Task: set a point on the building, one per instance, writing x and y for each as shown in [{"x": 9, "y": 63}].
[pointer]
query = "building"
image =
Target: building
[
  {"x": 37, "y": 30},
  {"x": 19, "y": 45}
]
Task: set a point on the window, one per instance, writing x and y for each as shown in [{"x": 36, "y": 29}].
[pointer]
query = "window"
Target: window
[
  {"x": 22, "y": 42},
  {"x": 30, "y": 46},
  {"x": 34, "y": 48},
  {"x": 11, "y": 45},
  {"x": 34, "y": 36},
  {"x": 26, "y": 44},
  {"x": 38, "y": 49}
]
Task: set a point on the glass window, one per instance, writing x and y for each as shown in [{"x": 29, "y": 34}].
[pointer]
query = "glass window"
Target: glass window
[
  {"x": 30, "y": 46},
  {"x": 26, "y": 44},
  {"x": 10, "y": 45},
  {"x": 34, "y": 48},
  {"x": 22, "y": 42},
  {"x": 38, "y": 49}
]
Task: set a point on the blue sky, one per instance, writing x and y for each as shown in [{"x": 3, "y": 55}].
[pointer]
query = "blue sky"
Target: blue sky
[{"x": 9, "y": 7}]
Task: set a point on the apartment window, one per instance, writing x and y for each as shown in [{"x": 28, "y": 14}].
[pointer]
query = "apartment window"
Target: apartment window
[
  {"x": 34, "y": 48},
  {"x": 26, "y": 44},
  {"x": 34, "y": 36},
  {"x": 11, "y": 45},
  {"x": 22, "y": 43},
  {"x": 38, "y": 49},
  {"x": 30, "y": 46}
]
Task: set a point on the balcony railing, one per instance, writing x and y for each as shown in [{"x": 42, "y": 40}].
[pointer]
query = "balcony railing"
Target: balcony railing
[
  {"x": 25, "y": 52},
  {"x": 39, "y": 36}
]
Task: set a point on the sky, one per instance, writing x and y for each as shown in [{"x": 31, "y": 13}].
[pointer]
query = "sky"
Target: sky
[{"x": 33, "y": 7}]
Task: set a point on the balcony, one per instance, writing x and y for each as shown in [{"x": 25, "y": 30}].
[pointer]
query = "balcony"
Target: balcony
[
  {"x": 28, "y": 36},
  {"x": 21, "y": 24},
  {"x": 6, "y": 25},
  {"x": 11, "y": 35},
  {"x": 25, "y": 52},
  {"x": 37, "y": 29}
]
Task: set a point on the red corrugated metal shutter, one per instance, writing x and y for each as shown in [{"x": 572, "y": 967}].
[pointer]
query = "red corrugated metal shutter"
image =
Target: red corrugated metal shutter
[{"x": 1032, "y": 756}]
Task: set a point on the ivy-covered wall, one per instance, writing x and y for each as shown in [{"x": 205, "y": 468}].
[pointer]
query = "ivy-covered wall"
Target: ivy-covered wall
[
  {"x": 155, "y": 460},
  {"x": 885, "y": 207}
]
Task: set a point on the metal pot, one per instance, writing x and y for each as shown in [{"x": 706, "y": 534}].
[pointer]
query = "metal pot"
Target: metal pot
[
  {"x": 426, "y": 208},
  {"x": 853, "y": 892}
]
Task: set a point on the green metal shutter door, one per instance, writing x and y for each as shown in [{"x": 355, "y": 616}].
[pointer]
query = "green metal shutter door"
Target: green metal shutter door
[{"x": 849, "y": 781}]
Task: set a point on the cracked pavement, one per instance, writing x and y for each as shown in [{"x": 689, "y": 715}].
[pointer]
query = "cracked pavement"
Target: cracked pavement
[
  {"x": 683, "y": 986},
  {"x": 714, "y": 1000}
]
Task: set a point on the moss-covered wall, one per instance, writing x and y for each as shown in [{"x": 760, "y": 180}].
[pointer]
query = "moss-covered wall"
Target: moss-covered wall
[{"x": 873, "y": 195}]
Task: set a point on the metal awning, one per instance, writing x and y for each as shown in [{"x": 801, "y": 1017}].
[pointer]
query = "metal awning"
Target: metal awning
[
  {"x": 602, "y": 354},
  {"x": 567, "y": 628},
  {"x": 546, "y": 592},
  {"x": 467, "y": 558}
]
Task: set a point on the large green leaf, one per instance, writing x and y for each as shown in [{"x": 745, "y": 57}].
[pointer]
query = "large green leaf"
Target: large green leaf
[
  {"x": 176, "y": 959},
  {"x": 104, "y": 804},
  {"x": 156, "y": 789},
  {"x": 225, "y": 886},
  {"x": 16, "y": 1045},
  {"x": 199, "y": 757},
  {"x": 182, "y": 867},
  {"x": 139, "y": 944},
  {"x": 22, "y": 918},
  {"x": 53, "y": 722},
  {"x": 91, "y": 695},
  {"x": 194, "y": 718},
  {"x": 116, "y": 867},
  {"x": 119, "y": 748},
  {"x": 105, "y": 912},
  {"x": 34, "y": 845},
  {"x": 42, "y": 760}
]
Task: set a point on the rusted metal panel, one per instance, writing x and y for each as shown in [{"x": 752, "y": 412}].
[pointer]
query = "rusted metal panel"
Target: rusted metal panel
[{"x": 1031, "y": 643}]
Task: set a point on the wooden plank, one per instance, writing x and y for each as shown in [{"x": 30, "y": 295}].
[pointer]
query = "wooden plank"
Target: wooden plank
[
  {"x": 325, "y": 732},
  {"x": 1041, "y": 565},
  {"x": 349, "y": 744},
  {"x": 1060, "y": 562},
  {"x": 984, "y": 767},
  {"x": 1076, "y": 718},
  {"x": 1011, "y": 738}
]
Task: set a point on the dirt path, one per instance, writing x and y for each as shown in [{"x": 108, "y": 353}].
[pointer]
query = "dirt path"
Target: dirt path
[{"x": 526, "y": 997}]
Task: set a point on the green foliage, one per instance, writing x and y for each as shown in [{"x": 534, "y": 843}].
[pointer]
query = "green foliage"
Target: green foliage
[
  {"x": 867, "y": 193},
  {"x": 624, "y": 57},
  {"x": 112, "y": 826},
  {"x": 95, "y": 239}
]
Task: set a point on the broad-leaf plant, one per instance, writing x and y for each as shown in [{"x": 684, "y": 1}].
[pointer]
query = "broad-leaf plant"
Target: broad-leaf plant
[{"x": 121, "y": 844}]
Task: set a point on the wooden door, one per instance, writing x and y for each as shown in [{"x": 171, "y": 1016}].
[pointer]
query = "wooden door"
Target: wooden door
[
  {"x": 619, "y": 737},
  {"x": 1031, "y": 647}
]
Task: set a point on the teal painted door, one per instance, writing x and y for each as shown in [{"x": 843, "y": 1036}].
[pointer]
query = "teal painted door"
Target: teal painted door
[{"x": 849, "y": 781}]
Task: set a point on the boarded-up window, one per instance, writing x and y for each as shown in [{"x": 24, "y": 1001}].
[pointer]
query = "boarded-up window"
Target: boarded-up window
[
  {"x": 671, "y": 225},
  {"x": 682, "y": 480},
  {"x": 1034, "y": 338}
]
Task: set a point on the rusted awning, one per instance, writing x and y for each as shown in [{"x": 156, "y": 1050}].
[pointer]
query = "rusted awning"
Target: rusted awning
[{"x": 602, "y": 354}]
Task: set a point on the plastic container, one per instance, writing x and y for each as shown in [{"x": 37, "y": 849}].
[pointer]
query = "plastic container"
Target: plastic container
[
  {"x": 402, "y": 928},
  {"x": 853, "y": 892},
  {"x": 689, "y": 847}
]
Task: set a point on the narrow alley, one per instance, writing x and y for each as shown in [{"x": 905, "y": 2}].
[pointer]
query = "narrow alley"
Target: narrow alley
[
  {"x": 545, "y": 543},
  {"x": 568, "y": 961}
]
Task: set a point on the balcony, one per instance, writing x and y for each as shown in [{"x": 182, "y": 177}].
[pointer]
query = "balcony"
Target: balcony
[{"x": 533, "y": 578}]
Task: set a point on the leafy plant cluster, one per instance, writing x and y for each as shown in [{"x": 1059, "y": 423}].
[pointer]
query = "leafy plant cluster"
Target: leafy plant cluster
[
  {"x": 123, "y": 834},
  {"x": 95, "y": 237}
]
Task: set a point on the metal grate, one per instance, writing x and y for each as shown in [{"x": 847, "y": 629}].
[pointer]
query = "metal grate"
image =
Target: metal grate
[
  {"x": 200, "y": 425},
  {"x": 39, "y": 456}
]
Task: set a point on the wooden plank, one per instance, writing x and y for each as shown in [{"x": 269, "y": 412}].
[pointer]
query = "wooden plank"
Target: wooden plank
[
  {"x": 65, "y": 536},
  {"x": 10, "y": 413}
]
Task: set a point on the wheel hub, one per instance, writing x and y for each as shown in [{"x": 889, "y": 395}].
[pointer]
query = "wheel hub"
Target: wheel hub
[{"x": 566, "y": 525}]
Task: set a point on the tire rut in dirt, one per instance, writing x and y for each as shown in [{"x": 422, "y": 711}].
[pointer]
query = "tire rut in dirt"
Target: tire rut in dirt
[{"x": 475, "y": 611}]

□ □ □ □ □

- What you have to do
Extract, exactly, the lines above that begin at the line containing "Task: set a point on the tire" and end at the final line of the records; add no other text.

- Written response
Task: set a point on the tire rut in dirt, one per instance, writing x and y for each as shown in [{"x": 422, "y": 711}].
[pointer]
query = "tire rut in dirt"
Target: tire rut in dirt
[{"x": 475, "y": 611}]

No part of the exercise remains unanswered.